-- Article --

.....

# True wireless earphones for mountain biking!



## AndySP (Mar 29, 2019)

Hi all,

This may seem like an odd question and to be honest I'm not even sure if i've posted it in the right subforum!

With social distancing going on right now, I would like to hit the local trails to keep my legs warm. (No one is around and not riding on the road, and I'm riding slowly so I don't risk crashing and overburdening the health services.) 

I also have a job where I have lots of conference calls which I could easily do whilst riding around.

I've tried it with my old 1st gen Airpods, but the wind noise means that the other parties on the call can't hear what I'm saying. A few people have suggested AirPod Pro's are much better. 

Has anyone tried riding their bike with wireless earphones - specifically for phone calls - and can suggest a solution that may work? 

(If a solution even exists without boxing in my face with a full face helmet!)


Cheers


----------



## Christopher Robin (Dec 1, 2004)

Beats by Dre 'Powerbeats 3'

They're comfortable even though they hook on the backs of your ears. They don't fall out. And if you don't want to wear them, you have that wire between them that can rest against the back of your neck so then you can just tuck the earphones inside your shirt collar (if that makes sense). 

They also have a remote on the left side for pausing tracks, skipping tracks and answering calls. Sound quality is good, although I've never used them at full speed on the road. So I can't comment on the wind noise.


----------



## LC17SMP (Dec 27, 2016)

Powerbeats Pro. Same as above but no wire connecting them. I can’t stand the wire bouncing on my neck. I use mine for work all the time. (Carpet cleaning)


----------



## AndySP (Mar 29, 2019)

Good stuff cheers both - I'll check them out


----------



## Rocky Mtn (Jan 19, 2014)

I had a air of truly wireless headphones. I was riding along and one bounced out. I saw it hit the ground and was never able to find it.

To me the wired ones make so much more sense given if one pops out then it is somewhat teathered to the other one.

Especially if you are going to pay $200 or more for a pair


----------



## ToYZiLLa (Feb 4, 2019)

I have not tried these yet, but I am thinking about getting a pair. You can use them for phone calls as well.

"O-tus are near ear speakers that look like earbuds but deliver stereo surround sound to you without being in your ear to block the sounds around you. Everything attaches to your helmet, hard hat, beanie, sweat band etc so you are tangle free, hassle free."

https://o-tus.com/


----------



## AndySP (Mar 29, 2019)

.....

-- Collected material --
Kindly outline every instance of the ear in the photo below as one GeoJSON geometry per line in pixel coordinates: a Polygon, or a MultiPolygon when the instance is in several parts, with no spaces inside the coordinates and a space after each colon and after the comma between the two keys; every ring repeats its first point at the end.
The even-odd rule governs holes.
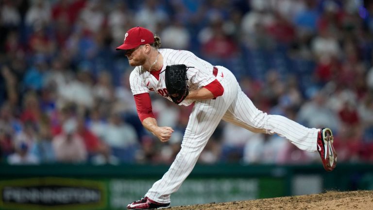
{"type": "Polygon", "coordinates": [[[144,52],[148,54],[149,52],[150,52],[150,50],[152,48],[152,46],[150,46],[149,44],[145,44],[145,45],[144,45],[144,52]]]}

.....

-- List of tasks --
(a) Revise the earphones thread from "Has anyone tried" to "full face helmet!)", putting "balaclava" where "full face helmet" stands.
(b) What does the earphones thread say in answer to each of these?
(i) What can the remote on the Powerbeats 3 do?
(ii) What work does LC17SMP do while wearing Powerbeats Pro?
(iii) What happened to the truly wireless earphone that bounced out during Rocky Mtn's ride?
(c) Does the earphones thread support each statement?
(i) Christopher Robin has used the Powerbeats 3 at full speed on the road.
(ii) The O-tus speakers can attach to a helmet.
(iii) With the 1st gen Airpods, wind noise kept the other parties on AndySP's calls from hearing AndySP.
The listing has no connection to the earphones thread.

-- Answer set --
(a)
Has anyone tried riding their bike with wireless earphones - specifically for phone calls - and can suggest a solution that may work? 

(If a solution even exists without boxing in my face with a balaclava!)

(b)
(i) It pauses tracks, skips tracks and answers calls.
(ii) Carpet cleaning.
(iii) It hit the ground and was never found.

(c)
(i) No: "I've never used them at full speed on the road."
(ii) Yes: "Everything attaches to your helmet, hard hat, beanie, sweat band etc"
(iii) Yes: "the wind noise means that the other parties on the call can't hear what I'm saying."